### WHAT YOU ARE ASKED TO DO
Return, unchanged, the records below from the line containing "Locate leafy tree" through the line containing "350,0 -> 402,38", with both of those lines included.

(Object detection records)
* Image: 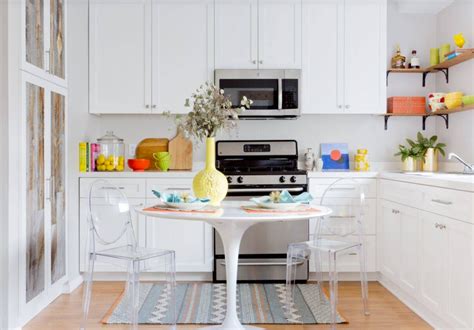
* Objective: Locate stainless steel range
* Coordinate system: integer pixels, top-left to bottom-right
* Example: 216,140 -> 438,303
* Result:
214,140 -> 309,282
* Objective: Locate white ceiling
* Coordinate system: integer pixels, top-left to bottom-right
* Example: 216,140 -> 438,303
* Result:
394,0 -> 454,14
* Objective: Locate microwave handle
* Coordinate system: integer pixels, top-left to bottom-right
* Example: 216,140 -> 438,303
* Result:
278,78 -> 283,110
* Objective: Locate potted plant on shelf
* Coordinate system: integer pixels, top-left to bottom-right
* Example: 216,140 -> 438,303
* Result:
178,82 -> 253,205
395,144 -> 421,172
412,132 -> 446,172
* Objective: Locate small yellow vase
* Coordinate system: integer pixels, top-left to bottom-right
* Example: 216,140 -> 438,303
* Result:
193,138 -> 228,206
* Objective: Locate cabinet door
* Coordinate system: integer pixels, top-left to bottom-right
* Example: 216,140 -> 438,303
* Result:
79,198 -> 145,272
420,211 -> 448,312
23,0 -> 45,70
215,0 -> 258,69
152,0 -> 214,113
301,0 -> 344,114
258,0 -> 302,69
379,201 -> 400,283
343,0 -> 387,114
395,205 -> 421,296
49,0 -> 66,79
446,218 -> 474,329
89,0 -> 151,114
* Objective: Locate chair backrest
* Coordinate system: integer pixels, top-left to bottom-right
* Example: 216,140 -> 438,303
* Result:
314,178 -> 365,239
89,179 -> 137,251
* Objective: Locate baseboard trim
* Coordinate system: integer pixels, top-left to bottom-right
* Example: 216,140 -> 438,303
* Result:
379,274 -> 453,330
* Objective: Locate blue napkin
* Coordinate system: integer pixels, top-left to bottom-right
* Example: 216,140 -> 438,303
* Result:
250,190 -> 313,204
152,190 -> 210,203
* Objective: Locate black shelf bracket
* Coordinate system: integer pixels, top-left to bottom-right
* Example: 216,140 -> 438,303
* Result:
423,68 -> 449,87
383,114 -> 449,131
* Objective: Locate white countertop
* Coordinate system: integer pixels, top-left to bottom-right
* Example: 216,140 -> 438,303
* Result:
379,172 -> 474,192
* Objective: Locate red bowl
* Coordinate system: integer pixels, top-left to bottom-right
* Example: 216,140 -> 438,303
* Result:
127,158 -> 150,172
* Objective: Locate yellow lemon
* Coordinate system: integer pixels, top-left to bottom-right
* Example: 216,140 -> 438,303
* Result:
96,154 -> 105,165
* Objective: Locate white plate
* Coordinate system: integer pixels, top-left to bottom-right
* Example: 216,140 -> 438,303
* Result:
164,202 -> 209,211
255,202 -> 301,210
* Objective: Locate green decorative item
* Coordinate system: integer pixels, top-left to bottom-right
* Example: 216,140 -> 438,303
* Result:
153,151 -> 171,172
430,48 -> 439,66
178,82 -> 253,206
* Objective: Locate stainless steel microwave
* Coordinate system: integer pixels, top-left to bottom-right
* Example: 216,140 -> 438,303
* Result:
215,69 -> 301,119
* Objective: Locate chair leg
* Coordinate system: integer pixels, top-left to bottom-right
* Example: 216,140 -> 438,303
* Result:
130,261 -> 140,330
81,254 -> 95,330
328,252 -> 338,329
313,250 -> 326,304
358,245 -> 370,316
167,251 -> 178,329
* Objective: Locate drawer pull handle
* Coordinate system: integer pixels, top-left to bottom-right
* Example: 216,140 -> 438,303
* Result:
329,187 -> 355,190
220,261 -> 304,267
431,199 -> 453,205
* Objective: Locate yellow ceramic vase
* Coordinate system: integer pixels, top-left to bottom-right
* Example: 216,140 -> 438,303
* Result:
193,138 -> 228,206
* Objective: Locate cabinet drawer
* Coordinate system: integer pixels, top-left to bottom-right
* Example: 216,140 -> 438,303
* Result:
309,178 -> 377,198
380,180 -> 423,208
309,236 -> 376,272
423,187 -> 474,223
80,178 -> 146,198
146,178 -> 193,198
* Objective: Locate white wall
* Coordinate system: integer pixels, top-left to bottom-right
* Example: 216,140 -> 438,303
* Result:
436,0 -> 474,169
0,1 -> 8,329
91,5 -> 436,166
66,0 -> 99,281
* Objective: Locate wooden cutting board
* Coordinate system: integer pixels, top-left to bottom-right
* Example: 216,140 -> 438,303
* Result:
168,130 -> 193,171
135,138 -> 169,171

* * *

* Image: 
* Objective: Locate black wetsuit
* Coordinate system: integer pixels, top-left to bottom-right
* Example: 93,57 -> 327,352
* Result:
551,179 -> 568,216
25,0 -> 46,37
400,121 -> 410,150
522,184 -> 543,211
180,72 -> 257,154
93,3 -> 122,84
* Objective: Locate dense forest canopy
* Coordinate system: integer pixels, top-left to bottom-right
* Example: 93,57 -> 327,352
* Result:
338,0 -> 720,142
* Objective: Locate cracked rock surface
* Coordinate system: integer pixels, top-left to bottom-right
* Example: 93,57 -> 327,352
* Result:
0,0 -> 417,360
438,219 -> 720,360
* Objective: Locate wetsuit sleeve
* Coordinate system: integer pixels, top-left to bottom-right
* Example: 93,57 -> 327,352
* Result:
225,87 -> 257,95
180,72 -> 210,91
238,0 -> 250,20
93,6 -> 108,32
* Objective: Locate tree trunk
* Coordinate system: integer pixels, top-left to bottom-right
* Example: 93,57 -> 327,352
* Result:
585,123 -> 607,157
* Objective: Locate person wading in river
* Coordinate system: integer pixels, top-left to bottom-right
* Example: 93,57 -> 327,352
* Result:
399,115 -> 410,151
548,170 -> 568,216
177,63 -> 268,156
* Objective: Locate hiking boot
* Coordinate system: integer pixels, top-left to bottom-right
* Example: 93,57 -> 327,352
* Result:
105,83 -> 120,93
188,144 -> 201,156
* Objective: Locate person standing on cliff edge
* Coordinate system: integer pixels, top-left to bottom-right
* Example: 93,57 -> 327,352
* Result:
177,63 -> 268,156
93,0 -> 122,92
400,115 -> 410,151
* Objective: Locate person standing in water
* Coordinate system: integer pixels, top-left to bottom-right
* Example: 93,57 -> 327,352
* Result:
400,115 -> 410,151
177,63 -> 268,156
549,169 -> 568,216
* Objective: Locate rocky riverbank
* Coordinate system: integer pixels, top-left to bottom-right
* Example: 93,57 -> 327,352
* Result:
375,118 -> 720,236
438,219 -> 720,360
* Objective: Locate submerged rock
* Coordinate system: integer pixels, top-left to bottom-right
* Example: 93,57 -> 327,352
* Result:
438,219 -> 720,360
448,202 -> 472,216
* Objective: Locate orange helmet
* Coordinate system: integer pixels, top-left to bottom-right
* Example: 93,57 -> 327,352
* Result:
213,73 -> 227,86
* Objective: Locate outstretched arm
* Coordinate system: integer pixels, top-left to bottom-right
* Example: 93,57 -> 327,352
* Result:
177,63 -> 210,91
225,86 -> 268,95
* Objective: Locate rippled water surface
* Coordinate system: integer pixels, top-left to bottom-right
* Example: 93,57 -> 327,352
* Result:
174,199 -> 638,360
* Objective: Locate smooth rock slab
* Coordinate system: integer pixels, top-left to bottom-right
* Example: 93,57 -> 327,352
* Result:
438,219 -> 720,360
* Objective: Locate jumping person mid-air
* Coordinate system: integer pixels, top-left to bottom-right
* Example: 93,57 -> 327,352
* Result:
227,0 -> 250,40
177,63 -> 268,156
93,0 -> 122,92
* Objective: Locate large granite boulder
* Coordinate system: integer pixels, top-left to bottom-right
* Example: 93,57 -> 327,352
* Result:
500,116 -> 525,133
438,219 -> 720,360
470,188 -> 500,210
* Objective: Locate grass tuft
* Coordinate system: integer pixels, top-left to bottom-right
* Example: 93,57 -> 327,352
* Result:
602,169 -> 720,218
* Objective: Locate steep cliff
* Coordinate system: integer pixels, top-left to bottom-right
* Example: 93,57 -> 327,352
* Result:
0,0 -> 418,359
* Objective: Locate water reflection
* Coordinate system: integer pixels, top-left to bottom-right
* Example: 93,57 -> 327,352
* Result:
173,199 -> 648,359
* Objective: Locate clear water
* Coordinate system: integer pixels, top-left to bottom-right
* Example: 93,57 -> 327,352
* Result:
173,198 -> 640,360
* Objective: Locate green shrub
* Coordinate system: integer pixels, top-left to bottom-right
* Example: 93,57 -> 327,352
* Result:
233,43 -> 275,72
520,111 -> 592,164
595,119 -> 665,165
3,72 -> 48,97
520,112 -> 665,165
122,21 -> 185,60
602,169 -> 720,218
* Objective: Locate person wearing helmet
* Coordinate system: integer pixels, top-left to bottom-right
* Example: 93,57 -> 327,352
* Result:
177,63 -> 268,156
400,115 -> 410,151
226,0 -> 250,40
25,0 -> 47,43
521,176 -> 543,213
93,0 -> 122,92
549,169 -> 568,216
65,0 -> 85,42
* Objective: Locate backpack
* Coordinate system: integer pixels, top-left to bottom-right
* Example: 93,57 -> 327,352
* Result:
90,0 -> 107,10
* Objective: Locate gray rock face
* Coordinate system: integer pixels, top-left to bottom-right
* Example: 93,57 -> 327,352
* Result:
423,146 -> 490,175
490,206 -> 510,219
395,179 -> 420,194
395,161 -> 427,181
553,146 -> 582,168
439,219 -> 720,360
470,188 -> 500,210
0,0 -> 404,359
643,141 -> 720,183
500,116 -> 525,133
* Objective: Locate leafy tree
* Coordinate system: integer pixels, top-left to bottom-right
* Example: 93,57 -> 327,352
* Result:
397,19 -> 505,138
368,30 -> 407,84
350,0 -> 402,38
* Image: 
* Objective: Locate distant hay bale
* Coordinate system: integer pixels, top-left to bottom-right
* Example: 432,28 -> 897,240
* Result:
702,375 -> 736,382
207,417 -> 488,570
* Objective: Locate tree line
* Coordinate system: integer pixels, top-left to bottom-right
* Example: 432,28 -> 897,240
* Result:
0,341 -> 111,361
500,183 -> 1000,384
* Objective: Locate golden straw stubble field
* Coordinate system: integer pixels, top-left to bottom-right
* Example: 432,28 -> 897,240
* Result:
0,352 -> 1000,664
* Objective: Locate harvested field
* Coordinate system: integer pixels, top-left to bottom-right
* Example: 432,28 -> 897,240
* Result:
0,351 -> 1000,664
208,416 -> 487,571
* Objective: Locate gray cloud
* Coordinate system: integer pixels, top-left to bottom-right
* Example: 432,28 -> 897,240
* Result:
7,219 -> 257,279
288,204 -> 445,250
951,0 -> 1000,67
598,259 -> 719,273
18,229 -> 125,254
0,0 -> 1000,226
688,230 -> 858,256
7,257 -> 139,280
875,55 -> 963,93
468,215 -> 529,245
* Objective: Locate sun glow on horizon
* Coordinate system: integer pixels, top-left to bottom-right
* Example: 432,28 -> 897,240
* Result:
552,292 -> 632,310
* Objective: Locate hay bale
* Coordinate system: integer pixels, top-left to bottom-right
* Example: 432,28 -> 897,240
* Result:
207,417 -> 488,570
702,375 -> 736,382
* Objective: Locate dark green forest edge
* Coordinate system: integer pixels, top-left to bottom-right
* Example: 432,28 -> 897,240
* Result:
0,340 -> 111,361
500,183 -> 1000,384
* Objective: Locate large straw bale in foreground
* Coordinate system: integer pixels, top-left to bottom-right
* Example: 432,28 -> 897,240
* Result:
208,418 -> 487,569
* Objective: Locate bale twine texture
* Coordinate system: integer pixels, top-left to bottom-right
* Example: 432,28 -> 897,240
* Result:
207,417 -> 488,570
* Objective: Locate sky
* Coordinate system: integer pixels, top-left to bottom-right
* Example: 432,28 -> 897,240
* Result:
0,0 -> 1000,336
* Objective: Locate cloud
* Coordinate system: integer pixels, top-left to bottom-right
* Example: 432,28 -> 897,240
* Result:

* * *

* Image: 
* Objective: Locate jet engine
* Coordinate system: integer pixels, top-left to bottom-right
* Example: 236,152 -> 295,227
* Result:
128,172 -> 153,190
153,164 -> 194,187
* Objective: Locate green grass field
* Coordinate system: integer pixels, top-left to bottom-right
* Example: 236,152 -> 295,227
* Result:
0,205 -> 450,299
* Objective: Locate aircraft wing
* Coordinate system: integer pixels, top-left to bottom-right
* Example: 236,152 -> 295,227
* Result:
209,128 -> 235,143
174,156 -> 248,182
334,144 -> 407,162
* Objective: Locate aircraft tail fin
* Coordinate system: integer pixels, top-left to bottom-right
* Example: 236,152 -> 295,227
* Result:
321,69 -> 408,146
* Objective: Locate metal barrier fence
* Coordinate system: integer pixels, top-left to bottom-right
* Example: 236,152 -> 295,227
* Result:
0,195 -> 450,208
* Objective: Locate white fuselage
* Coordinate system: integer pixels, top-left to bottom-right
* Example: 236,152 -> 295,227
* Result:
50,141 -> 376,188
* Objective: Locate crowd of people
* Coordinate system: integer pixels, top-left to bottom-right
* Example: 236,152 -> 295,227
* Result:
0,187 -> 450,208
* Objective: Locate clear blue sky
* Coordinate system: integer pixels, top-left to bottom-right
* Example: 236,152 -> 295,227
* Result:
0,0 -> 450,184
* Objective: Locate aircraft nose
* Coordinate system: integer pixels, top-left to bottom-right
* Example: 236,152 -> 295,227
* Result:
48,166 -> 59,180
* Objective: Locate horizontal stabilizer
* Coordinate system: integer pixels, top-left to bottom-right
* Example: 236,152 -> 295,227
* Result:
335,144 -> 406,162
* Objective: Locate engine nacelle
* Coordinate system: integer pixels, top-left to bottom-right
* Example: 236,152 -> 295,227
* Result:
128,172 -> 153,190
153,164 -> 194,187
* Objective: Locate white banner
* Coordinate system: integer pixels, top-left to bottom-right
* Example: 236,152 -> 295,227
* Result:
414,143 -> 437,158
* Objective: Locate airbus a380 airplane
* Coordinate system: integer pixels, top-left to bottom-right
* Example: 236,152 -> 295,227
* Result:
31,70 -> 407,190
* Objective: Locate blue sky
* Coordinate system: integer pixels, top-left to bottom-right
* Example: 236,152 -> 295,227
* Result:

### EXERCISE RESULT
* Objective: Locate leafy tree
* Coordinate system: integer pixels, top-left to bottom-right
* Example: 93,57 -> 327,352
* Result:
397,19 -> 505,138
368,30 -> 407,84
350,0 -> 402,38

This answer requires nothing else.